* GIVEN INSTRUCTION
Pull out every line of the rows below that contains the string "stone", with case counting.

=-=-=-=-=

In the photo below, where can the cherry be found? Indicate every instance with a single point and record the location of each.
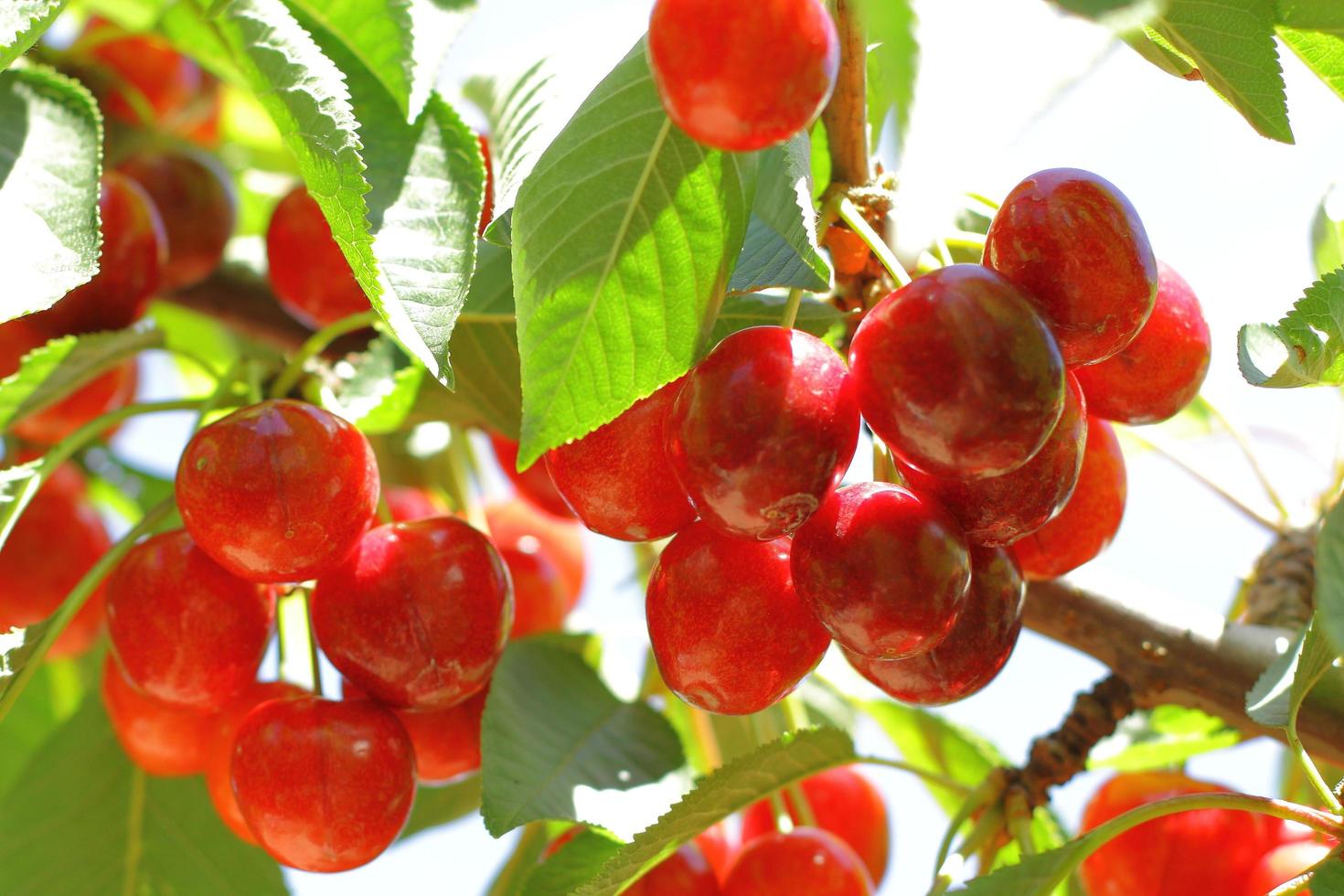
(277, 492)
(742, 76)
(219, 752)
(957, 374)
(308, 272)
(186, 630)
(884, 570)
(50, 549)
(420, 613)
(1090, 517)
(615, 477)
(195, 200)
(1000, 509)
(844, 804)
(131, 265)
(160, 738)
(763, 430)
(1207, 850)
(534, 483)
(1161, 369)
(806, 860)
(729, 632)
(1072, 242)
(975, 650)
(325, 786)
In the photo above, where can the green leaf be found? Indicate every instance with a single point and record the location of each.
(1293, 351)
(48, 200)
(1232, 45)
(624, 240)
(730, 789)
(781, 242)
(549, 727)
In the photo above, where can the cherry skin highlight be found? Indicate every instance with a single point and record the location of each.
(975, 650)
(325, 786)
(844, 804)
(277, 492)
(957, 374)
(162, 739)
(763, 432)
(186, 630)
(1161, 369)
(806, 860)
(195, 200)
(883, 570)
(1075, 248)
(1090, 517)
(1000, 509)
(742, 76)
(617, 478)
(306, 268)
(418, 615)
(729, 632)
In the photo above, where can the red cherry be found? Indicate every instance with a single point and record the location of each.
(617, 478)
(884, 570)
(131, 266)
(729, 632)
(844, 804)
(186, 630)
(1000, 509)
(308, 272)
(420, 613)
(805, 860)
(1161, 369)
(763, 430)
(195, 200)
(742, 76)
(1209, 850)
(975, 650)
(220, 750)
(1090, 517)
(534, 483)
(957, 374)
(162, 739)
(277, 492)
(325, 786)
(1072, 242)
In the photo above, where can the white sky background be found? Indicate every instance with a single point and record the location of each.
(1008, 88)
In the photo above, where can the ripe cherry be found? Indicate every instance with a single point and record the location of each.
(306, 268)
(1207, 850)
(195, 200)
(975, 650)
(729, 632)
(617, 477)
(162, 739)
(884, 570)
(420, 613)
(957, 374)
(806, 860)
(186, 630)
(277, 492)
(1090, 517)
(325, 786)
(844, 804)
(763, 430)
(742, 76)
(50, 549)
(1161, 369)
(1072, 242)
(131, 265)
(1000, 509)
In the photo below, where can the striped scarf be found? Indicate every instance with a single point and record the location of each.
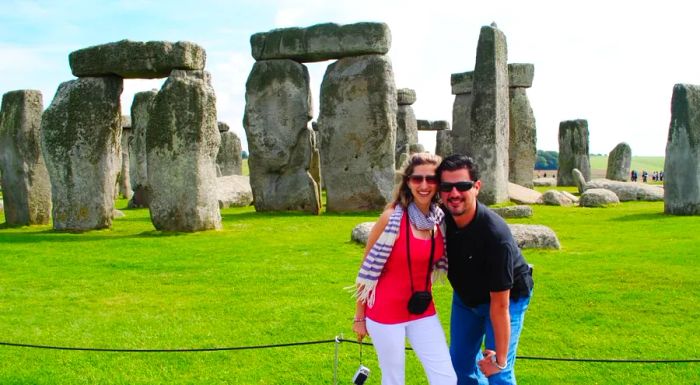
(373, 263)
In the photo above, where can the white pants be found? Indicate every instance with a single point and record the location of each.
(427, 340)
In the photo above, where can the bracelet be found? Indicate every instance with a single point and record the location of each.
(495, 362)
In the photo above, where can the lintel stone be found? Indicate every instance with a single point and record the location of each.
(321, 42)
(433, 125)
(137, 60)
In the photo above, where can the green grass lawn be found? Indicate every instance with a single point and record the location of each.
(625, 284)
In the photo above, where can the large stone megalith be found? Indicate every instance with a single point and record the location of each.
(573, 151)
(81, 140)
(182, 140)
(278, 109)
(489, 134)
(357, 130)
(462, 88)
(229, 158)
(682, 165)
(407, 125)
(26, 190)
(619, 163)
(138, 165)
(522, 147)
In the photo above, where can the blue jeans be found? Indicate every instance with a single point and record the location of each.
(469, 328)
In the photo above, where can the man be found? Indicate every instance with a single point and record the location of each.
(492, 282)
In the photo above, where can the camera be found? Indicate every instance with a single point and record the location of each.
(361, 375)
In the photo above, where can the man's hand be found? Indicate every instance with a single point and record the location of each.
(487, 365)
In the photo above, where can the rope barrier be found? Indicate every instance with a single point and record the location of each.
(336, 340)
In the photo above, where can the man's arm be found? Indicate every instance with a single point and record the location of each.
(500, 320)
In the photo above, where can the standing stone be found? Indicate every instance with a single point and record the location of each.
(682, 167)
(357, 129)
(573, 151)
(124, 180)
(619, 163)
(182, 140)
(278, 110)
(522, 149)
(488, 139)
(229, 157)
(26, 190)
(138, 164)
(443, 143)
(462, 86)
(81, 140)
(407, 126)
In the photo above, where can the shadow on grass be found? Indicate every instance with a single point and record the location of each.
(642, 217)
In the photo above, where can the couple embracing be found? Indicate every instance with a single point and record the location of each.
(413, 241)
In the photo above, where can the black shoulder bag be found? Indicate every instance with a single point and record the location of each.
(420, 300)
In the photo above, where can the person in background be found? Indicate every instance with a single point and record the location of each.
(492, 282)
(403, 248)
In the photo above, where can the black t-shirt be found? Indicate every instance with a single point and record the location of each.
(483, 257)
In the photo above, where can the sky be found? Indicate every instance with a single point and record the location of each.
(613, 63)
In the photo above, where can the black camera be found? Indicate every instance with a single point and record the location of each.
(361, 375)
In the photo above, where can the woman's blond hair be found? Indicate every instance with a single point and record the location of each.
(402, 193)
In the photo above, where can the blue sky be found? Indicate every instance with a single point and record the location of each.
(613, 63)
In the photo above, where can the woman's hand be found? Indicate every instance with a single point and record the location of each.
(360, 329)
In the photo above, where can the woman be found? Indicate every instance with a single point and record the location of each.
(393, 270)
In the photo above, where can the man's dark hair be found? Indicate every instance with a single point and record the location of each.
(456, 162)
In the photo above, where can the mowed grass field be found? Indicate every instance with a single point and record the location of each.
(625, 285)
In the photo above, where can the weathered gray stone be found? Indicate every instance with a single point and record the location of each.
(534, 236)
(628, 191)
(573, 151)
(520, 211)
(544, 182)
(682, 164)
(619, 163)
(229, 158)
(579, 180)
(277, 112)
(406, 130)
(462, 83)
(523, 195)
(521, 74)
(443, 143)
(322, 42)
(123, 177)
(182, 140)
(81, 140)
(556, 198)
(522, 148)
(233, 191)
(26, 190)
(405, 96)
(488, 139)
(141, 108)
(461, 122)
(598, 197)
(433, 125)
(136, 59)
(357, 133)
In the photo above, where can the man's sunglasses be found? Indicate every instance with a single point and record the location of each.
(418, 179)
(461, 186)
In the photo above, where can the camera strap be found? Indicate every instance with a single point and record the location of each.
(408, 254)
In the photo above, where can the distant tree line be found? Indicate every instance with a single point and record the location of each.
(547, 160)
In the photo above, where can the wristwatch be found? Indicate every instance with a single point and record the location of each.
(495, 362)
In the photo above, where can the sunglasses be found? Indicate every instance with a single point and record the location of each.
(418, 179)
(461, 186)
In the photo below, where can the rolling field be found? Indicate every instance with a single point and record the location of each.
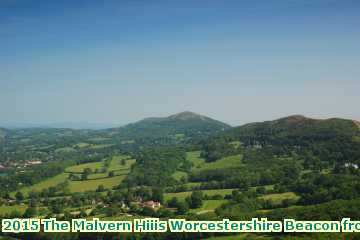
(80, 168)
(9, 209)
(208, 206)
(92, 185)
(279, 197)
(94, 180)
(51, 182)
(200, 164)
(195, 158)
(183, 195)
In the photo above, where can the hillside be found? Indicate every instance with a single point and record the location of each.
(295, 128)
(184, 124)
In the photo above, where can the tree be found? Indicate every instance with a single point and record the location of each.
(173, 202)
(19, 196)
(100, 188)
(158, 194)
(182, 208)
(123, 162)
(196, 199)
(30, 212)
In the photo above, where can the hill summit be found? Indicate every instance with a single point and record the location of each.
(185, 123)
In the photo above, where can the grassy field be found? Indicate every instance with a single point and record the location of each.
(51, 182)
(80, 168)
(200, 164)
(82, 145)
(183, 195)
(195, 158)
(226, 162)
(279, 197)
(179, 174)
(94, 180)
(239, 237)
(92, 185)
(208, 206)
(9, 209)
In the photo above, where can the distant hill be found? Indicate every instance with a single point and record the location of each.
(333, 139)
(297, 126)
(185, 123)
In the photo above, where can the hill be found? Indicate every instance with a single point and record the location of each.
(184, 124)
(295, 127)
(334, 140)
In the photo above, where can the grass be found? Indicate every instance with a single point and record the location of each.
(195, 158)
(199, 163)
(178, 175)
(80, 168)
(51, 182)
(183, 195)
(279, 197)
(82, 145)
(208, 206)
(238, 237)
(92, 185)
(9, 209)
(99, 146)
(65, 149)
(116, 165)
(94, 180)
(226, 162)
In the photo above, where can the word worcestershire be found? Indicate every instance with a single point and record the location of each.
(17, 225)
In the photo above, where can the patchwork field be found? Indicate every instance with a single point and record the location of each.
(199, 163)
(94, 180)
(9, 209)
(208, 206)
(183, 195)
(279, 197)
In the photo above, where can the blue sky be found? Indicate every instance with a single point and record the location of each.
(120, 61)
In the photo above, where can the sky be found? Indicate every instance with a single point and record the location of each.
(116, 62)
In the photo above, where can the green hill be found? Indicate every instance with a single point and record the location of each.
(186, 124)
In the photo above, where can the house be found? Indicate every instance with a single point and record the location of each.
(151, 204)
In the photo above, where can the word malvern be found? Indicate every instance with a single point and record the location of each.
(177, 225)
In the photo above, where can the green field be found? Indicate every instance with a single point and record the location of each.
(82, 145)
(9, 209)
(80, 168)
(92, 185)
(51, 182)
(183, 195)
(279, 197)
(194, 157)
(199, 164)
(178, 175)
(208, 206)
(94, 180)
(239, 237)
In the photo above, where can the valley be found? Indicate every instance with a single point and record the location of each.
(290, 167)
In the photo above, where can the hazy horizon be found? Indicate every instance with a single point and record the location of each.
(117, 62)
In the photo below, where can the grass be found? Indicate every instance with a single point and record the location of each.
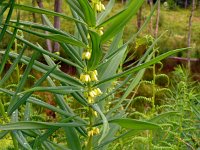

=-=-=-=-=

* COMPLETE OUTPUT
In the photo above, where can the lintel stone be found? Indicate every instance with a single point and record the location of each.
In the photo above, where can the large stone megalith be found? Indicate every instance with a single point and record the location of each.
In the photo above, where can the standing stone be found? Indicate every instance with a single point and record the location of each.
In the photo above, where can the weathered gray stone be found? Indicate every instance with a single point and record the location of each.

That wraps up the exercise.